* **SUPPLIED TEXT**
* * *

There is one place called Nirvana, which is a little day spa and also has an attached cafe. I can vouch for the food and i've been meaning to go to the other part of it but just haven't gotten around to it. It doesn't seem at all sketchy, and they do everything there(hair, nails, waxing, facials, massages, etc.). I haven't heard about anything else, but supposedly their massages are good.

So yeah I'm sure there are other decent places, because obviously girls get haircuts here just not sure what the 'best ones' are.


----------



## cinderella (May 13, 2008)

thanks, truly appreciate it. let me know if u need anything from US, will be glad to bring 
coat question please, read up


----------



## MedGrunt (Feb 21, 2007)

ohh definitely bring your lab coats from home. you should get 2-3 so that you can switch them out easily when one gets dirty. make sure you get the long lab coats, the ones that are like mid-thigh length. In the US med students wear the shorter waist length lab coats, but it's the long ones in Pakistan. The lab coats they sell here are very very thin and flap about like crazy in the wind, they also tend to have a light blue/purple tint to them. Other advantages would be extremely poor fitting and just really strange pocket placement.

A fair amount of people I know have ordered their lab coats off allheart.com. They seem pretty good in terms of quality. Oh and you can get your name embroidered on them as well, which looks pretty snazzy. If you decide to do it, left chest side is the norm. Most of the foreigners as well as some local students at Shifa have it done.

Oh and thanks for the offer, but I'll be heading back to the US for vacation at the end of November (2 more months to go!). :mrgreen:


----------



## cinderella (May 13, 2008)

thanks. haha, awesome, that is when i plan on heading to pak !!

how is this one, looks cute to me. 32" Empire Waist Lab Coat by Katherine Heigl


----------



## MastahRiz (Jan 26, 2006)

I regularly wear skirts to Shifa, as well as tube tops and spaghetti straps.


----------



## cinderella (May 13, 2008)

they have a word for ur kind, i believe it's 'khusra'. lol

i'm super freaked out and u r cracking jokes, i'm terribly offended. lol.


----------



## MastahRiz (Jan 26, 2006)

not to mention, those apple botttom jeeaaannns boots with the fuuurrrrr


----------



## cinderella (May 13, 2008)

american born confused.............
aren't u supposed to stay on topic, mr.moderator?


----------



## Rehan (Jan 26, 2006)

cinderella said:


> american born confused.............
> aren't u supposed to stay on topic, mr.moderator?


Yes, he is. #growl


----------



## cinderella (May 13, 2008)

* * *

* **INFORMATION PROVIDED**
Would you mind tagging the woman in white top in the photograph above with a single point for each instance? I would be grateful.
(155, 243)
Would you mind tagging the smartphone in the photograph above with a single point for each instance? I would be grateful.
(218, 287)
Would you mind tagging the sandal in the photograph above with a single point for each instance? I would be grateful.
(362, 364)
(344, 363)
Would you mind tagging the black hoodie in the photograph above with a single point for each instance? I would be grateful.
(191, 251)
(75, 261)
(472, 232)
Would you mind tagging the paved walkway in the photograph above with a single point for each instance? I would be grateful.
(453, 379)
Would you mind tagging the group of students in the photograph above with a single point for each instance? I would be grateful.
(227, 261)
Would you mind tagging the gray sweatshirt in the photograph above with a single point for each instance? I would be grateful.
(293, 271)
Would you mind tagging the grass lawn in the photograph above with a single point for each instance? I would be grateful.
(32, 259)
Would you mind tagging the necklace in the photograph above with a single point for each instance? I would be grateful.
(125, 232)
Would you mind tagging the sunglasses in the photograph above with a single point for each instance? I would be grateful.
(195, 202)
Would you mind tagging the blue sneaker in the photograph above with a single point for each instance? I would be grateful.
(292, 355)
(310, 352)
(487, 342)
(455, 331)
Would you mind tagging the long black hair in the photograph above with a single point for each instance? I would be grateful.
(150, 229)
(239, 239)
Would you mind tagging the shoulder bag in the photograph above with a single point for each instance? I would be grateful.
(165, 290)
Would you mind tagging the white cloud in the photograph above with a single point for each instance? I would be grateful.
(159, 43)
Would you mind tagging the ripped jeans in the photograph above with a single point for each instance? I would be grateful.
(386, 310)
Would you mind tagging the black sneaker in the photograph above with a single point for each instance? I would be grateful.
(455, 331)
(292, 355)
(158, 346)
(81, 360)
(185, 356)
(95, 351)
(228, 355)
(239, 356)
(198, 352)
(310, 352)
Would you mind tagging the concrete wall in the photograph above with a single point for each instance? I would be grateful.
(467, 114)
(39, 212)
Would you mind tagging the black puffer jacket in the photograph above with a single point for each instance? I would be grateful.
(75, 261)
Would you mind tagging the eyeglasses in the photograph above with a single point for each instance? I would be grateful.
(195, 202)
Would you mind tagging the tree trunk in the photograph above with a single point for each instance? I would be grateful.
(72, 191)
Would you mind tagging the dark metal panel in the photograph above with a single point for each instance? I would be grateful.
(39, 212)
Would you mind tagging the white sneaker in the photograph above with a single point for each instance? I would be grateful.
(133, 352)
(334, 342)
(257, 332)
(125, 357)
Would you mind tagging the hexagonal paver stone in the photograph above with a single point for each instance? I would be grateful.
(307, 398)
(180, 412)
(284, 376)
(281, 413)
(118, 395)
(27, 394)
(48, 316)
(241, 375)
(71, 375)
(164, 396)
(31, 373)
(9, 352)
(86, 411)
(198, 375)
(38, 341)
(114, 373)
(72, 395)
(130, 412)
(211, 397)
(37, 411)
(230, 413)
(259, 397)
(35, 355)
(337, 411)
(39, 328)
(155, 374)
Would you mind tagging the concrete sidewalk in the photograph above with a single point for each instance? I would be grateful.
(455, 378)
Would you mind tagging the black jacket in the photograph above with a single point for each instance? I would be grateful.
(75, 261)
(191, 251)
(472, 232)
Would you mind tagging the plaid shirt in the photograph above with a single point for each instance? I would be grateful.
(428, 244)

* * *

* **REQUIRED TASKS**
**A)** In the Shifa forum thread, turn the paragraph beginning "ohh definitely bring your lab coats from home" into a short bulleted list that keeps its main facts.
**B)** Pick up the Shifa forum thread at the point where it stops and write what comes next.
The material above comes from a separate source and is unrelated to the Shifa forum thread.

* **ANSWERS FOR THE TASKS**
**A)**
- Bring lab coats from home, 2–3 of them, so one can be swapped out when it gets dirty.
- Get long, mid-thigh-length coats. Long ones are worn in Pakistan, while US med students wear shorter waist-length ones.
- Coats sold locally are very thin, flap in the wind and often have a light blue/purple tint. They also fit very poorly and have strange pocket placement.

**B)**
ban him, ban him !! give his place to me, i would stay on topic 
and i don't wear tube tobs of strappy tops, to boot !


----------



## kishmish (Aug 11, 2008)

Aaawww congrats to all those who got accepted 

Good job 
O yeaaa I am going to be applying next year iA...


----------



## studentofmed (Sep 12, 2008)

islamabad's pretty open, so you could wear whatever you've got as long as, as medgrunt put it, its not too scandalous. but the best route would be sticking to the traditional attire. a dupatta/scarf will get you extra points.



cinderella said:


> *american born confused*.............
> aren't u supposed to stay on topic, mr.moderator?


were not all confused. i prefer american born COOL desi #wink 

everyone else is a DCBA (desi confused by america)
hahahhahahha, just kidding


----------



## Xero (Jun 6, 2008)

Hi guys, do u have any idea about how many ppl have submitted the fees yet??
Cindrella 30th is the deadline na??
I'm still waiting, wat do u think about my chances, Medgrunt and Mastah Riz??


----------



## cinderella (May 13, 2008)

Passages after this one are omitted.